▸ REQUIREMENTS
1. Decide whether each statement agrees with the text on regular expression syntax, answering yes or no and quoting the deciding words: (a) the dot matches any single character, including a new line; (b) regular expressions in Content Compliance policies are case sensitive; (c) the caret matches the end of the line.
2. Pick up the text on regular expression syntax after its last sentence and keep writing it.

▸ SELECTED TEXT
========================================================================
Syntax for Regular Expressions

To create a regular expression, you must use specific syntax—that is, special characters and construction rules. For example, the following is a simple regular expression that matches any 10-digit telephone number, in the pattern nnn-nnn-nnnn:

\d{3}-\d{3}-\d{4}

The following table describes some of the most common special characters for use in regular expressions. These characters are categorized as follows:

Characters Description
Anchors
^ (caret) Matches the start of the line or string of text that the regular expression is searching. For example, a content rule with a location Subject line and the following regular expression:

^abc

captures any email message that has a subject line beginning with the letters abc
$ (dollar) Matches the end of the line or string of text that the regular expression is searching. For example, a content rule with a location Subject line and the following regular expression:

xyz$

captures any email message that has a subject line ending with the letters xyz
Metacharacters
. (dot) Matches any single character, except a new line.
| (pipe) Indicates alternation—that is, an “or.” For example:

cat|dog matches the word cat or dog
\ Indicates that the next character is a literal rather than a special character. For example:

\. matches a literal period, rather than any character (dot character)
Character Classes
[...] Matches any character from a set of characters. Separate the first and last character in a set with a dash. For example:

[123] matches the digit 1, 2, or 3

[a-f] matches any letter from a to f

Note: Regular expressions in Content Compliance policies are case sensitive.
[^...] Matches any character not in the set of characters. For example:

[^a-f]matches any character that’s not a letter from a to f

Note: Regular expressions in Content Compliance policies are case sensitive.
========================================================================
▸ Rows from a dataset
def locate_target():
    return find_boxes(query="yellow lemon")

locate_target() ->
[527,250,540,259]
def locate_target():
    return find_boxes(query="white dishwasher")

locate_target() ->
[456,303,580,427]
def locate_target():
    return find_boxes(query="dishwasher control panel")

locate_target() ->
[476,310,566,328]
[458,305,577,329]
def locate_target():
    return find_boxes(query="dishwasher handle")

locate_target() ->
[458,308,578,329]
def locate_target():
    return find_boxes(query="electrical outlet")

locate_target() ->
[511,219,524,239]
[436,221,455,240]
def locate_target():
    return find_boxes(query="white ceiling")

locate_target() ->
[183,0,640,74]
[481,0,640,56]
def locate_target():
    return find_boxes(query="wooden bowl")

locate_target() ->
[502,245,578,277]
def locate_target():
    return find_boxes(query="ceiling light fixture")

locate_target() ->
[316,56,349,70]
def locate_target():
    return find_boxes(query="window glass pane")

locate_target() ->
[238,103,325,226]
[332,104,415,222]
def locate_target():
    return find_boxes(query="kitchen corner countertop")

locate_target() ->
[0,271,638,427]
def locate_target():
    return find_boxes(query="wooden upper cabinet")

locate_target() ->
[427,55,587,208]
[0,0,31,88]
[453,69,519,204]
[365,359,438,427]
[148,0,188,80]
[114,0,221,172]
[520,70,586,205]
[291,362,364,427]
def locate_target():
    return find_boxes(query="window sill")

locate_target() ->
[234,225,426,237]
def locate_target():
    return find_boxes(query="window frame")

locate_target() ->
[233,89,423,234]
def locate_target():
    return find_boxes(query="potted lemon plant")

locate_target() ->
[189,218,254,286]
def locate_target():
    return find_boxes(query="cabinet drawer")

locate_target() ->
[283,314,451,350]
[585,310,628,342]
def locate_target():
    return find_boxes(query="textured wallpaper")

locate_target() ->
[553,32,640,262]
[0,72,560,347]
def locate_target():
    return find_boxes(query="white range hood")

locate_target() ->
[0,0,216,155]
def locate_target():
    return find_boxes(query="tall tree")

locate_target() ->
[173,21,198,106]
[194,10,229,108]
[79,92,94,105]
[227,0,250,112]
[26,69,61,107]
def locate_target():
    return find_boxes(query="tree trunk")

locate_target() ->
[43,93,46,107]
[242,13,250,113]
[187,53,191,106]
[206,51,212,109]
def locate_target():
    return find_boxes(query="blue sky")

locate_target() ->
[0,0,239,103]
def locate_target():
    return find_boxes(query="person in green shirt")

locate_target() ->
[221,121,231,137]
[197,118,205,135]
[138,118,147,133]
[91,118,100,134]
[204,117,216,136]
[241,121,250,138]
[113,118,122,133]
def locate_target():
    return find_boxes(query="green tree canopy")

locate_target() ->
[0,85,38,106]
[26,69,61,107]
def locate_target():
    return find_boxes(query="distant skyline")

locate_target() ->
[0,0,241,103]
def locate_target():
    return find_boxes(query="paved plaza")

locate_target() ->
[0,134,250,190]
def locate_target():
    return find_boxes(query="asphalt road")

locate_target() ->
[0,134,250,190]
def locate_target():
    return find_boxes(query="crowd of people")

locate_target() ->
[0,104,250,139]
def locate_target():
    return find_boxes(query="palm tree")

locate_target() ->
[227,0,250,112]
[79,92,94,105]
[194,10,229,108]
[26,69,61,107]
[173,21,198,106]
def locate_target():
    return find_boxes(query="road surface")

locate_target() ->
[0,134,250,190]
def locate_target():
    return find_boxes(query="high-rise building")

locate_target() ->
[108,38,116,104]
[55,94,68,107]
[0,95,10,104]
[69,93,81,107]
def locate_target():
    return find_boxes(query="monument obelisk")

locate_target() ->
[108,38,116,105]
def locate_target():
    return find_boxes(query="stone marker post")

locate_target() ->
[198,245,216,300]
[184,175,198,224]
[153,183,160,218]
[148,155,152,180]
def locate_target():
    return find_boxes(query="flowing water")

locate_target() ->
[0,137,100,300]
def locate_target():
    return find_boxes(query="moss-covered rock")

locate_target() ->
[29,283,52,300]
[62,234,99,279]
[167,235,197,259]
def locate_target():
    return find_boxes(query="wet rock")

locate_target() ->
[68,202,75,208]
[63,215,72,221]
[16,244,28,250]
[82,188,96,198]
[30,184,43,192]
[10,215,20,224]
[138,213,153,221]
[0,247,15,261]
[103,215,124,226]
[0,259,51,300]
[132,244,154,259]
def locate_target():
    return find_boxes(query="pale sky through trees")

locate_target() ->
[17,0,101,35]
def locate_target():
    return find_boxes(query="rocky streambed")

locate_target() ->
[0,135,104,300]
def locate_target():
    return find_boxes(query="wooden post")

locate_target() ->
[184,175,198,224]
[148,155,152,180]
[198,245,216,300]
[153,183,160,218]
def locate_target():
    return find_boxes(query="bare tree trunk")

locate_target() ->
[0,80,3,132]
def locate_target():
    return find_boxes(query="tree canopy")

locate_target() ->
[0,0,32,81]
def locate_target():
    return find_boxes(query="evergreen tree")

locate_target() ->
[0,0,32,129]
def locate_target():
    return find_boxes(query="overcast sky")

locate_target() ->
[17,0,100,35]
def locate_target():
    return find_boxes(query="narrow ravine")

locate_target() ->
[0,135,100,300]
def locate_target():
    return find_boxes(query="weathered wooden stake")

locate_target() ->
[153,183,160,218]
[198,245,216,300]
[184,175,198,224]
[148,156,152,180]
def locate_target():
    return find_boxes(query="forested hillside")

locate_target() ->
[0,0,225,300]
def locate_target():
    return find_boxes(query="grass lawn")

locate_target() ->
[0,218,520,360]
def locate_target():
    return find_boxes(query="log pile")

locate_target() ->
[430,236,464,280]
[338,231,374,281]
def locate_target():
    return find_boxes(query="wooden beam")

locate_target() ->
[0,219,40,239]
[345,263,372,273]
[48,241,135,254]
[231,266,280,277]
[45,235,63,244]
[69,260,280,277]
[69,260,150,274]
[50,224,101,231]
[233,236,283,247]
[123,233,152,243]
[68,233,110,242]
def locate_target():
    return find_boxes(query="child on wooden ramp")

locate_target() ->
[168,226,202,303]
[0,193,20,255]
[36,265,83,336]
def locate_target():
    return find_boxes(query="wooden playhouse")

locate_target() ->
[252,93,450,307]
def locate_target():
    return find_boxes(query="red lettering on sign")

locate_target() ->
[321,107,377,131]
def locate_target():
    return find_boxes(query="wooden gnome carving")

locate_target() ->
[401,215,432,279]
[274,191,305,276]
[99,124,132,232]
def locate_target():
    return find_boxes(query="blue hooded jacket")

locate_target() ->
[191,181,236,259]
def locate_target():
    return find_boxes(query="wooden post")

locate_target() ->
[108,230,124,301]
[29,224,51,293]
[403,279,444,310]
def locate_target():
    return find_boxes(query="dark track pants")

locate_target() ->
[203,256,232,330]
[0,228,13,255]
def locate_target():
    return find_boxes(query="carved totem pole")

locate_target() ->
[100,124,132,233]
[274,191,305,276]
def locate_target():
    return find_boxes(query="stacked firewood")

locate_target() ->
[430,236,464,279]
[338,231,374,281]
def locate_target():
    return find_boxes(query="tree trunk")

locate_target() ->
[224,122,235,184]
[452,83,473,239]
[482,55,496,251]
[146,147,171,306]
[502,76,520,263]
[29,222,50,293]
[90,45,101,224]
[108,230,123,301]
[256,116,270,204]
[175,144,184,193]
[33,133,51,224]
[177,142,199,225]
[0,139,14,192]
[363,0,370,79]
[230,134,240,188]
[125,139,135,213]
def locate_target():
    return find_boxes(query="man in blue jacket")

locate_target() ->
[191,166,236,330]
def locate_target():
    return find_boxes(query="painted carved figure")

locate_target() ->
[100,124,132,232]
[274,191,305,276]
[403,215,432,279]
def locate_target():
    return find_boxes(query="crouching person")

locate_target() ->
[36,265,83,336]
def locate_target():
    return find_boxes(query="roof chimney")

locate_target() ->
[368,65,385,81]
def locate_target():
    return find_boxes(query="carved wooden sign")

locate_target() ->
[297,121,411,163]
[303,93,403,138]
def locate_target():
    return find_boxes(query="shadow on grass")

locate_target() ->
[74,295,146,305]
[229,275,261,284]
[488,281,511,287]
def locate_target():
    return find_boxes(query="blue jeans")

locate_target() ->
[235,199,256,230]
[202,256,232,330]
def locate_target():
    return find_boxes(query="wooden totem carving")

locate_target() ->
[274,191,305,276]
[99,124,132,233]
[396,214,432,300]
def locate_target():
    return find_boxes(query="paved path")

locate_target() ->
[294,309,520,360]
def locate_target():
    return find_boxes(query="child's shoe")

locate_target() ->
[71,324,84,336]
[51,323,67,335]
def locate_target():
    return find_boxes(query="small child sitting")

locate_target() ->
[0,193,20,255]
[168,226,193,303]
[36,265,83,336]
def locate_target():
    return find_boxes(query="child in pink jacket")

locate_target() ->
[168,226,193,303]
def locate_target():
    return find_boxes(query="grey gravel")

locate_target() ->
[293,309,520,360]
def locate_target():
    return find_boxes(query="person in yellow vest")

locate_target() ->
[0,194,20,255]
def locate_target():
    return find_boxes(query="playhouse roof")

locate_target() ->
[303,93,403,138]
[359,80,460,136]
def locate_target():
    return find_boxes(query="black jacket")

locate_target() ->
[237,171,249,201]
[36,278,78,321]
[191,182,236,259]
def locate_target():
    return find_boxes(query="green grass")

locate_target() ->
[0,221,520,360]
========================================================================
▸ ANSWERS FOR THE EXERCISE
1.
(a) No: "Matches any single character, except a new line."
(b) Yes: "Regular expressions in Content Compliance policies are case sensitive."
(c) No: "Matches the start of the line or string of text that the regular expression is searching."

2.
[:alnum:] Matches alphanumeric characters (letters or digits):

a-z, A-Z, or 0-9

Note: This character class must be surrounded with another set of square brackets when you use it in a regular expression, for example: [[:alnum:]].
[:alpha:] Matches alphabetic characters (letters):

a-z or A-Z

Note: This character class must be surrounded with another set of square brackets when you use it in a regular expression, for example: [[:alpha:]].
[:digit:] Matches digits:

0-9

Note: This character class must be surrounded with another set of square brackets when you use it in a regular expression, for example: [[:digit:]].
[:graph:] Matches visible characters only—that is, any characters except spaces, control characters, and so on.

Note: This character class must be surrounded with another set of square brackets when you use it in a regular expression, for example: [[:graph:]].
[:punct:] Matches punctuation characters and symbols:

! " # $ % & ' ( ) * + , \ -. / : ; < = > ? @ [ ] ^ _ ` { | }

Note: This character class must be surrounded with another set of square brackets when you use it in a regular expression, for example: [[:punct:]].
[:print:] Matches visible characters and spaces.

Note: This character class must be surrounded with another set of square brackets when you use it in a regular expression, for example: [[:print:]].
[:space:] Matches all whitespace characters, including spaces, tabs, and line breaks.

Note: This character class must be surrounded with another set of square brackets when you use it in a regular expression, for example: [[:space:]].
[:word:] Matches any word character—that is, any letter, digit, or underscore:

a-z, A-Z, 0-9, or _

Note: This character class must be surrounded with another set of square brackets when you use it in a regular expression, for example: [[:word:]].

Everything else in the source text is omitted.